PROBLEM STATEMENT ▸
Can you arrange the entries below as a JSON list of strings, one string per line with blank lines left out, starting at the line that contains "of the storefront" and ending at the last line of the entries?

Raw records ▸
>>>
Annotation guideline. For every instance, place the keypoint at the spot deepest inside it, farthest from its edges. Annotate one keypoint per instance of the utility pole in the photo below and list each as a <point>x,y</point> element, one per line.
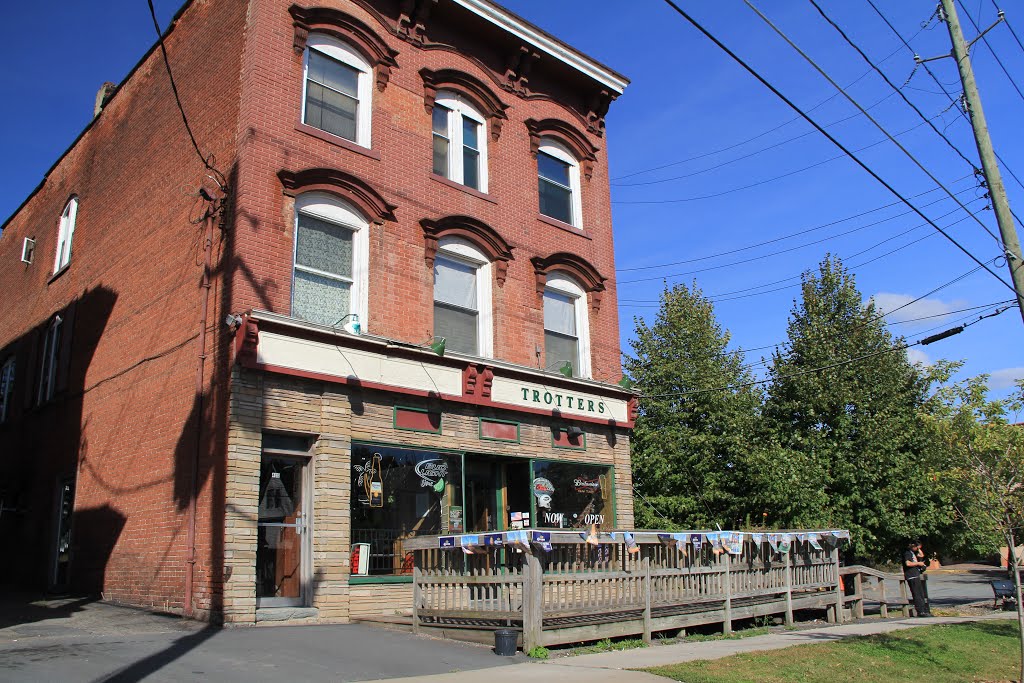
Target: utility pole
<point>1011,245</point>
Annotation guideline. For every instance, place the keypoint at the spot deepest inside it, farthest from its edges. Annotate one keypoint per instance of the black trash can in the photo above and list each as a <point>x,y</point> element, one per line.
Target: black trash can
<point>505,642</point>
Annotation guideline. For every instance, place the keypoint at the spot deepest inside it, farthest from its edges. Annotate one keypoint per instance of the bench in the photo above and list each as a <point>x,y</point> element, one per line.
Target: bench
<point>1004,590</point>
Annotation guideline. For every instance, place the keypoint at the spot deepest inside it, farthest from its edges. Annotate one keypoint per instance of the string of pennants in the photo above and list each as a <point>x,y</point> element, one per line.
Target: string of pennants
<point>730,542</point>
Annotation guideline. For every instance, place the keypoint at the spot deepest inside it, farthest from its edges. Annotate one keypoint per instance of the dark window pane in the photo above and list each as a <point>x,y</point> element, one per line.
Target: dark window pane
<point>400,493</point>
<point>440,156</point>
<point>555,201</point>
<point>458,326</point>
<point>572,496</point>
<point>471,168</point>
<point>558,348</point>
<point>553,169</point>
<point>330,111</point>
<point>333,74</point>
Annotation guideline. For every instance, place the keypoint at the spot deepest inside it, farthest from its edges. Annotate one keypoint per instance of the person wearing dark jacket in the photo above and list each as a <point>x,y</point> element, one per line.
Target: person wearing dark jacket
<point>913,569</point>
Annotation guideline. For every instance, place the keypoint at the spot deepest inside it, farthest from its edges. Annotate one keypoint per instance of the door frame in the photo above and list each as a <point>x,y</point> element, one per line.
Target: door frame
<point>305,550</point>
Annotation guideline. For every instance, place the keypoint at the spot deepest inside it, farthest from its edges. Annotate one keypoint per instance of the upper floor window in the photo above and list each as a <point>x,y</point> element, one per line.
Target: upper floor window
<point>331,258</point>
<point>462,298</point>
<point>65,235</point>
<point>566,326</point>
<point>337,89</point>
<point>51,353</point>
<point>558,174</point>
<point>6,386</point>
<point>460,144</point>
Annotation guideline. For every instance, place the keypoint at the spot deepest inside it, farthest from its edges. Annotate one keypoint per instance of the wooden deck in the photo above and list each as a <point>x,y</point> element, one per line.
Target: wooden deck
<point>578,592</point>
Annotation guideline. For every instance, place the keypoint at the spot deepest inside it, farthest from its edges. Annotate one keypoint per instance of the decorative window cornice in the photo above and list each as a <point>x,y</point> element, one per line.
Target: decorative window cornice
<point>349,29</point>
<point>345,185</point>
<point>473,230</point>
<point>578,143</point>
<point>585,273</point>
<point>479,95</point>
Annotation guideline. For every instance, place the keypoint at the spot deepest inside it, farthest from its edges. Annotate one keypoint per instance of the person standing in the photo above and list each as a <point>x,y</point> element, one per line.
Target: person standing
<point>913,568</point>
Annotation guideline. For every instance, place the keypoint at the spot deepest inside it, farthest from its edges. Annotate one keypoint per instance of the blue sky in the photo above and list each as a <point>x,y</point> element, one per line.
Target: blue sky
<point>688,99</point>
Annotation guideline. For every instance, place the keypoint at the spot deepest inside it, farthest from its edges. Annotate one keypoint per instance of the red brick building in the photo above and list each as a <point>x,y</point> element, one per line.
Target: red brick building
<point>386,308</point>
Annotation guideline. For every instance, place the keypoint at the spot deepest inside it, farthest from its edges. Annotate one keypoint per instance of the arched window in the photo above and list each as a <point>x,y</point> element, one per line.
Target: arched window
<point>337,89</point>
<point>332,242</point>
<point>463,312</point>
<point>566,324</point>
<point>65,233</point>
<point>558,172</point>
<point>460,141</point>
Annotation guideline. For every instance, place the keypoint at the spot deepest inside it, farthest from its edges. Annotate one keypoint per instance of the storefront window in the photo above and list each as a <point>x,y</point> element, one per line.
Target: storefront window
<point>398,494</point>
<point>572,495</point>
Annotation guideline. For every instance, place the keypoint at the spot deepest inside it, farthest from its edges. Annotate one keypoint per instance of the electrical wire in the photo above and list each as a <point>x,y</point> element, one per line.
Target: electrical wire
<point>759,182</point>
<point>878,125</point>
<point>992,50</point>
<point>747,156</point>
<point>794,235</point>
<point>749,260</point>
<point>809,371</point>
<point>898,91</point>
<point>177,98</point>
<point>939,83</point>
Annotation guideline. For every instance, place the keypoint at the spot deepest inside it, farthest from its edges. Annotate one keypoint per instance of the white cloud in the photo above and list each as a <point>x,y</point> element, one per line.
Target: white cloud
<<<
REPLY TO THE EXERCISE ▸
[
  "Annotation guideline. For every instance, place the keypoint at the spot deepest inside it, farthest from its edges. Annotate one keypoint per instance of the storefront window in the photo above and list each as a <point>x,y</point> element, one per line.",
  "Target: storefront window",
  "<point>398,494</point>",
  "<point>572,495</point>",
  "Annotation guideline. For every instance, place the keypoint at the spot deepest inside it, farthest from its edges. Annotate one keypoint per instance of the electrical wire in the photo above and list each as a <point>x,y</point> element, one per line.",
  "Target: electrical wire",
  "<point>759,182</point>",
  "<point>878,125</point>",
  "<point>992,50</point>",
  "<point>747,156</point>",
  "<point>794,235</point>",
  "<point>749,260</point>",
  "<point>809,371</point>",
  "<point>898,91</point>",
  "<point>177,98</point>",
  "<point>939,83</point>",
  "Annotation guideline. For every instance, place the keypoint at the spot deepest inside it, farthest from its edges. Annotate one keypoint per instance of the white cloud in the photo above and list each as a <point>x,y</point> element, one per line.",
  "Target: white cloud"
]